** Fragmento del documento **
****************
Abrieron la puerta de toriles, perdón por el símil pero es que en mi casa salimos como Mihuras y los españoles estábamos deseosos de ensuciarnos con el albero que llevábamos meses sin ver, sin oler, sin sentir. Salimos al ruedo y las calles volvieron a ser lo que eran. Calles atestadas, plazas con sus niños corriendo y patinando, mercados con sus pescaderos y fruteros, peluquerías esperando cabezas a las que poner rulos y mechas, obras con sus vallas repletas de jubilados algo tristes por la ausencia de algún compañero mirón, playas con sus flacos y sus gordos haciéndose fotos de los pies con puesta de sol de fondo… Conocíamos algo mejor, o eso pensábamos, o eso nos hicieron creer, el coronavirus. Le perdimos el miedo. Le faltamos el respeto. Fuimos de vacaciones, algunos con ganas y otros de manera forzosa ya que en el trabajo nos dieron un puntapié en el orto, ojo, temporal, pero puntapié, de ahí que lo maquillasen con el nombre de ERTE. Orto, erte, qué más da. Decía que le perdimos el respeto al bicho. Nos hicieron ver que pudimos con él. Que nos confinamos de maravilla. Nos mandaron hasta diplomas. Medallas. Aplausos. Canciones. Somos los mejores. Entre todos, podemos. Y tanto que pudimos. Pasamos a ser los mejores del mundo. Un ejemplo. Compramos mascarillas inutilizables. ¿Y qué? Test caducados, no valían para nada. ¿Y qué? Pero fuimos unos cracks. De ahí que nos diesen libertad de movimiento y nos premiaron con unos días en la playa.
****************
Datos de localización de fotos anotadas
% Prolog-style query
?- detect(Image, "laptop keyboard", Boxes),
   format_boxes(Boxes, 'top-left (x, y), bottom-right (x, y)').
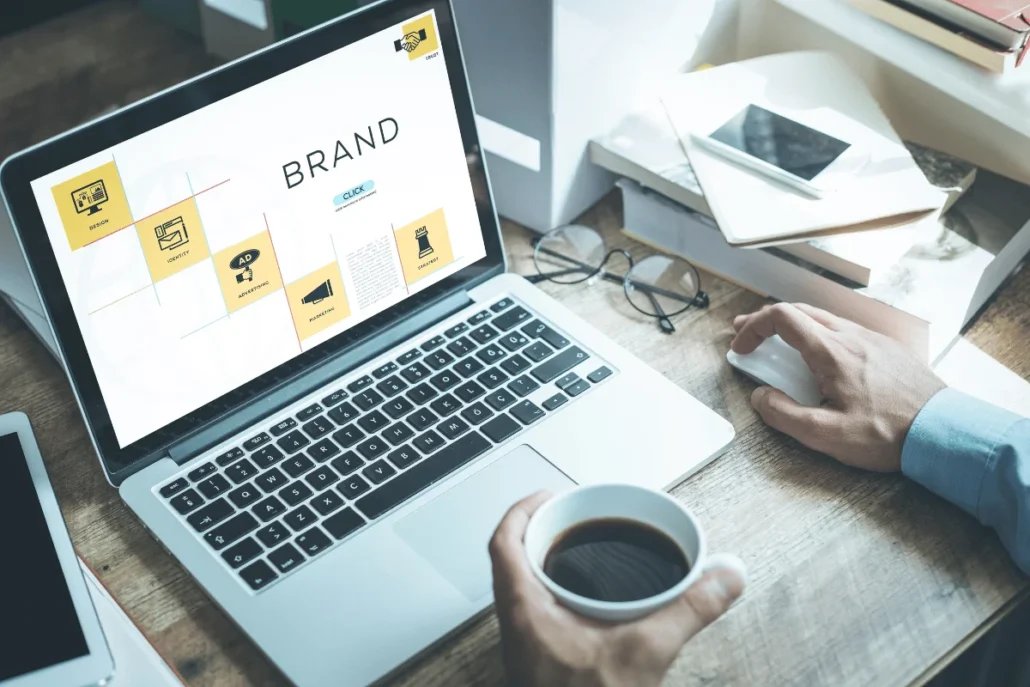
top-left (155, 298), bottom-right (613, 591)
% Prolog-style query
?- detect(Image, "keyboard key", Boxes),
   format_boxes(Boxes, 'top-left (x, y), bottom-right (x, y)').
top-left (382, 399), bottom-right (415, 420)
top-left (493, 306), bottom-right (529, 332)
top-left (490, 299), bottom-right (515, 312)
top-left (294, 527), bottom-right (333, 556)
top-left (329, 451), bottom-right (365, 476)
top-left (322, 389), bottom-right (347, 408)
top-left (411, 430), bottom-right (444, 453)
top-left (304, 466), bottom-right (340, 491)
top-left (254, 522), bottom-right (289, 548)
top-left (333, 424), bottom-right (365, 448)
top-left (197, 475), bottom-right (232, 499)
top-left (353, 389), bottom-right (383, 411)
top-left (444, 322), bottom-right (469, 339)
top-left (408, 408), bottom-right (440, 432)
top-left (355, 432), bottom-right (491, 519)
top-left (357, 410), bottom-right (389, 434)
top-left (309, 489), bottom-right (343, 515)
top-left (240, 560), bottom-right (279, 591)
top-left (383, 422), bottom-right (415, 446)
top-left (447, 337), bottom-right (476, 357)
top-left (501, 355), bottom-right (531, 377)
top-left (250, 446), bottom-right (285, 469)
top-left (279, 482), bottom-right (314, 508)
top-left (226, 460), bottom-right (258, 484)
top-left (437, 417), bottom-right (469, 439)
top-left (253, 496), bottom-right (286, 522)
top-left (397, 348), bottom-right (422, 365)
top-left (362, 460), bottom-right (397, 484)
top-left (229, 484), bottom-right (262, 508)
top-left (221, 537), bottom-right (263, 570)
top-left (279, 455), bottom-right (315, 478)
top-left (533, 346), bottom-right (590, 384)
top-left (282, 506), bottom-right (318, 531)
top-left (376, 375), bottom-right (408, 399)
top-left (329, 403), bottom-right (361, 424)
top-left (186, 462), bottom-right (218, 482)
top-left (297, 403), bottom-right (322, 422)
top-left (204, 512), bottom-right (258, 551)
top-left (508, 375), bottom-right (540, 397)
top-left (430, 393), bottom-right (461, 417)
top-left (401, 363), bottom-right (430, 384)
top-left (480, 414), bottom-right (522, 444)
top-left (476, 368), bottom-right (510, 389)
top-left (522, 341), bottom-right (554, 363)
top-left (168, 489), bottom-right (204, 515)
top-left (386, 446), bottom-right (422, 470)
top-left (425, 350), bottom-right (454, 370)
top-left (308, 439), bottom-right (340, 462)
top-left (372, 363), bottom-right (397, 379)
top-left (268, 544), bottom-right (304, 573)
top-left (269, 417), bottom-right (297, 437)
top-left (158, 477), bottom-right (189, 499)
top-left (510, 401), bottom-right (544, 424)
top-left (243, 432), bottom-right (272, 451)
top-left (543, 393), bottom-right (569, 410)
top-left (347, 375), bottom-right (372, 393)
top-left (336, 475), bottom-right (369, 499)
top-left (484, 389), bottom-right (516, 410)
top-left (327, 508), bottom-right (365, 539)
top-left (186, 499), bottom-right (236, 531)
top-left (254, 468), bottom-right (288, 493)
top-left (214, 447), bottom-right (243, 468)
top-left (419, 336), bottom-right (447, 353)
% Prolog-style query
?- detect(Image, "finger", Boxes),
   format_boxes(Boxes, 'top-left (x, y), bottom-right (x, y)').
top-left (751, 386), bottom-right (840, 453)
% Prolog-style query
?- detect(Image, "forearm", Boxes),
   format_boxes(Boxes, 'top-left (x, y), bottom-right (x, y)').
top-left (901, 389), bottom-right (1030, 575)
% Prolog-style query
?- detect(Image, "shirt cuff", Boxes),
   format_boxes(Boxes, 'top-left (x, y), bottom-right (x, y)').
top-left (901, 388), bottom-right (1023, 517)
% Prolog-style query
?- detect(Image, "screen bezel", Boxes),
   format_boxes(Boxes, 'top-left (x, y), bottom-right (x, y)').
top-left (0, 0), bottom-right (506, 483)
top-left (0, 413), bottom-right (114, 687)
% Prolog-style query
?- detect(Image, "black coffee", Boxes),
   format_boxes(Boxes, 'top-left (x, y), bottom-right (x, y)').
top-left (544, 518), bottom-right (690, 602)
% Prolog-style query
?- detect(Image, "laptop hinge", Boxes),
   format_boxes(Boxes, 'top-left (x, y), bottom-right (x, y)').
top-left (167, 290), bottom-right (473, 465)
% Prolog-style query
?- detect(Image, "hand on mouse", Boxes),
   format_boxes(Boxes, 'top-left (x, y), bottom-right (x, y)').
top-left (490, 492), bottom-right (744, 687)
top-left (730, 303), bottom-right (946, 472)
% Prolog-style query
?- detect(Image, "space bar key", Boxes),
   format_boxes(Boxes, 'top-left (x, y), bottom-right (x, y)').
top-left (354, 432), bottom-right (491, 520)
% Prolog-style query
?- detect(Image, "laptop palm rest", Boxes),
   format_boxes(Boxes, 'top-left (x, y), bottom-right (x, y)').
top-left (394, 445), bottom-right (576, 602)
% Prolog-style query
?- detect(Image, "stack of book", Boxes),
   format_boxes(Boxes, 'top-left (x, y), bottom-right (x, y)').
top-left (846, 0), bottom-right (1030, 73)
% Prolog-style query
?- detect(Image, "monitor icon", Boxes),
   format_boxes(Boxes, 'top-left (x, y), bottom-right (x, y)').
top-left (71, 179), bottom-right (109, 214)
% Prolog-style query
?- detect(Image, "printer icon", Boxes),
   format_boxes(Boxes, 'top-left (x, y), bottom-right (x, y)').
top-left (153, 216), bottom-right (190, 250)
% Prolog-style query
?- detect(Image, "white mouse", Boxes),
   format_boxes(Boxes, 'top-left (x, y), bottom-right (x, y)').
top-left (726, 336), bottom-right (823, 406)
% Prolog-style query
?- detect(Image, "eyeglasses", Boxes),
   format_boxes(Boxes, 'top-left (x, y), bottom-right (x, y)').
top-left (528, 225), bottom-right (709, 334)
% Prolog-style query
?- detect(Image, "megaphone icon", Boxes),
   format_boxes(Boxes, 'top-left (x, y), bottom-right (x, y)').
top-left (301, 279), bottom-right (333, 304)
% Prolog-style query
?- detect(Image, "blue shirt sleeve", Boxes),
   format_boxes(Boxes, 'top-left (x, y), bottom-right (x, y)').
top-left (901, 389), bottom-right (1030, 575)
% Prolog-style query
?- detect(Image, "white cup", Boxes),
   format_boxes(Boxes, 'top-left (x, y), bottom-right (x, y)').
top-left (524, 484), bottom-right (744, 622)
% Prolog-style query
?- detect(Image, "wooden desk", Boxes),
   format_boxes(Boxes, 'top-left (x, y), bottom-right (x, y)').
top-left (0, 0), bottom-right (1030, 687)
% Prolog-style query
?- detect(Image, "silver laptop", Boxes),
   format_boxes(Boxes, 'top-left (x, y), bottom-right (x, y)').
top-left (0, 0), bottom-right (733, 686)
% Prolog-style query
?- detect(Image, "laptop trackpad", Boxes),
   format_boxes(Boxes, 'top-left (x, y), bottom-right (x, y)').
top-left (394, 445), bottom-right (576, 602)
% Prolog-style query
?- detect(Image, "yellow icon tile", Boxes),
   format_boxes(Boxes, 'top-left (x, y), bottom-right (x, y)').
top-left (286, 262), bottom-right (350, 341)
top-left (214, 231), bottom-right (282, 312)
top-left (393, 208), bottom-right (454, 286)
top-left (50, 162), bottom-right (132, 250)
top-left (136, 198), bottom-right (211, 282)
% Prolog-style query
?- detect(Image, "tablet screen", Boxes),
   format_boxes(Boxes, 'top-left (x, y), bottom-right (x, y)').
****************
** Instrucciones **
1. En el texto sobre el fin del confinamiento, ¿con qué nombre se maquilló el puntapié temporal que se recibió en el trabajo?
2. Indica si cada afirmación coincide con el texto sobre el fin del confinamiento. Responde sí o no y cita las palabras del texto que lo deciden.
(a) Los test que se compraron sirvieron para todo.
(b) En las obras había vallas repletas de jubilados.
(c) Como premio hubo unos días en la montaña.
3. Retoma el texto sobre el fin del confinamiento después de su última frase y escribe un párrafo más.
No hace falta consultar el material.

** Respuestas **
1. Con el nombre de ERTE.

2.
(a) No: «Test caducados, no valían para nada.»
(b) Sí: «obras con sus vallas repletas de jubilados»
(c) No: «nos premiaron con unos días en la playa.»

3.
La líamos. Eso nos dice papá Estado. No fuimos tan buenos. Nos dieron la mano y quisimos el brazo. No. No. No. Vuelta a casa. Ciertas ciudades. No todas. Nos dividieron. Ciudadanos ejemplares. Ciudadanos malos. Sensación de repetidores de 2º BUP por tercer año consecutivo. Castigados al despacho del Director. Nos hicieron copiar 100 veces «No está bien tomarse un aperitivo con más de cinco amigos». Cien veces. Aún así no aprendemos. Ya no tenemos miedo. O sí. Ahora la fiera ya no se llama león. La fiera está escondida detrás de los leones. Se esconde en el hemiciclo. Los leones se han quedado de piedra, o de bronce. Mientras tanto, las fieras discuten. Se pelean. Se gritan. Se aplauden. Se suben el sueldo. Se organizan para plantear una Moción de Censura. Se critican. Se insultan. Se escapan en pleno Estado de Alarma a su casa de Bilbao. Se dedican a sus cosas. Tiene sentido. Tiene todo el sentido del mundo. Ese es su trabajo… pero no cuando los ciudadanos le han perdido el miedo al terrible y temido virus. Ocúpense de nosotros. Olvídense de Sus Señorí… de su egos. Hagan lo que nunca han hecho. Piensen en sus electores. Al fin y al cabo, quieran o no quieran, los que se mueren son sus pagadores.

Decía el novelista y poeta suizo Louis Dumur que «la política es el arte de servirse de los hombres haciéndoles creer que se les sirve a ellos» y no le faltaba razón.